**Work to complete**.
[1] According to Secretary Sudders in the DCF press briefing transcript, what share of social workers are now licensed?
[2] Extend the DCF press briefing transcript, picking up right after its final sentence.

**Source text**.
=== Begin Enclosure ===

Governor Baker, HHS Secretary Sudders, DCF Commissioner Spears and SEIU Local 509 Chapter President MacKinnon
Press Briefing RoomMassachusetts State House
March 28, 2016

Transcription:
GOVERNOR BAKER: There’s no citizen of this Commonwealth more in need of support than a child in a difficult and potentially dangerous situation. Six months of intense scrutiny of existing policies, six months of working to build consensus with frontline social workers and others and six months of investing millions so that DCF can start to build the resources they need to get better at their mission is creating progress. We will listen, continue to work to improve policies and find ways to strengthen the system so that children’s needs can come first and we can act to keep kids safe.

SECRETARY SUDDERS: We’ve increased the number of licensed social workers to 91 percent. We’ve posted 332 positions for social workers, supervisors and other staff, and as the Governor said we’ve had a net increase of 170 FTEs, and we’ve launched the technology upgrades to support policy implementation. Changing policies and shifting practices that have been in place for 20 years or more is not easy. Together we’re shifting from a culture of blaming social workers to one of learning together, and we acknowledge that this is a work in progress. Child welfare will always be a work in progress.

COMMISSIONER SPEARS: Recently completed is a new Family Assessment and Action Planning Policy. That policy streamlines casework so that parental capacities and risk factors affecting child safety are regularly reviewed, recorded and discussed with service providers and parents. We have for the first time in the history of the Department an In-Home Case Practice Policy that was completed this month. That policy outlines requirements for home visits and contacts with others such as doctors, family therapists and others serving the family. Like the new intake policy, there are new requirements for management review of cases to be sure that safety and services are on target.

=== End Enclosure ===

**Source data**.
=== Begin Enclosure ===

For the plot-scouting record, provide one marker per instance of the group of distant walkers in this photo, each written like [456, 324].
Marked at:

=== End Enclosure ===

**Outputs by task**.
[1] 91 percent.

[2]
SEIU 509 PRESIDENT MACKINNON: It is important to recognize how far we’ve come at the Department of Children and Families in just a few short years. The Commonwealth has invested millions of dollars in frontline hires, bringing a net of more than 300 staff since the start of the crisis two and a half years ago. Policy reforms we’ve pushed for for years are finally becoming a reality, and attrition rates have begun to slow for the first time in recent memory. We have a lot to be proud of. The work we’ve done so far is vital to the long term health of the agency. But the systemic challenges we confront together are more than three decades in the making, and our efforts are just the tip of the iceberg.


GOVERNOR BAKER: I want to thank Peter MacKinnon and his leadership team for the efforts that they continue to make and the imagination and the creativity and the determination and the perseverance they bring to getting this right. What we’re investing in, and I believe we are building with the help of many others, a Department that can keep kid safe and makes keeping kids safe its highest priority.